Titular do CBPF explica novo tetraquark
A convite do Núcleo de Comunicação Social, Alberto Corrêa dos Reis, pesquisador titular do Centro Brasileiro de Pesquisas Físicas (CBPF), no Rio de Janeiro (RJ), comenta resultado recente (e intrigante): pela primeira vez, foi detectada partícula exótica formada por quatro quarks (tijolos fundamentais da matéria) pesados. Esse novo tetraquark arrasta consigo questões que empurram a pesquisa em altas energias para a fronteira em que se acredita haver nova física.
Desde o fim da década de 1960, sabemos que os quarks são os constituintes mais fundamentais da matéria. Juntamente com os léptons (elétrons, neutrinos, múons), são as partículas que hoje acreditamos serem elementares (indivisíveis), as quais interagem entre si por meio da troca de um terceiro grupo de partículas: fótons (mediadores da interação eletromagnética), glúons (mediadores da interação forte) e os bósons W e Z (mediadores das interações fracas).
A cada partícula elementar corresponde uma antipartícula. Esta última tem carga elétrica oposta e outras propriedades – representadas pelos chamados números quânticos – também invertidas, como uma imagem da partícula refletida num espelho.
Os quarks são muito diferentes das outras partículas. Além de terem carga elétrica que é uma fração da carga do elétron (- 1/3 e + 2/3), nunca podem ser observados isoladamente, mas apenas em estados ligados, formando partículas compostas chamadas genericamente hádrons, dos quais prótons e nêutrons são os exemplos mais conhecidos.
Existem seis tipos de quarks, divididos em dois grupos: os ‘leves’ – up (u), down (d) e strange (s) – e os ‘pesados’ – charm (c), beauty (b) e top (t). São as únicas partículas elementares que podem interagir de todas as formas conhecidas, ou seja, ‘sentem’ as quatro forças da natureza.

* **Bloco de dados**:
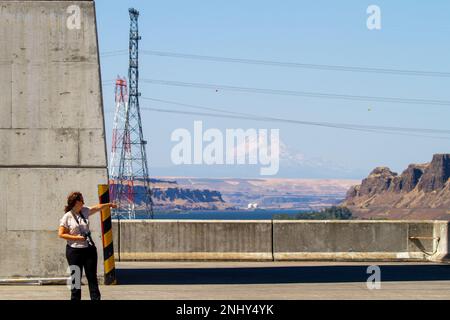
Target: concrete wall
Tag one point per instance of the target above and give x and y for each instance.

* **Tarefa a realizar**: Extraia literalmente do texto sobre o novo tetraquark tudo o que vai desde "A cada partícula" até "forças da natureza.".

* **Resposta do exercício**:
A cada partícula elementar corresponde uma antipartícula. Esta última tem carga elétrica oposta e outras propriedades – representadas pelos chamados números quânticos – também invertidas, como uma imagem da partícula refletida num espelho.
Os quarks são muito diferentes das outras partículas. Além de terem carga elétrica que é uma fração da carga do elétron (- 1/3 e + 2/3), nunca podem ser observados isoladamente, mas apenas em estados ligados, formando partículas compostas chamadas genericamente hádrons, dos quais prótons e nêutrons são os exemplos mais conhecidos.
Existem seis tipos de quarks, divididos em dois grupos: os ‘leves’ – up (u), down (d) e strange (s) – e os ‘pesados’ – charm (c), beauty (b) e top (t). São as únicas partículas elementares que podem interagir de todas as formas conhecidas, ou seja, ‘sentem’ as quatro forças da natureza.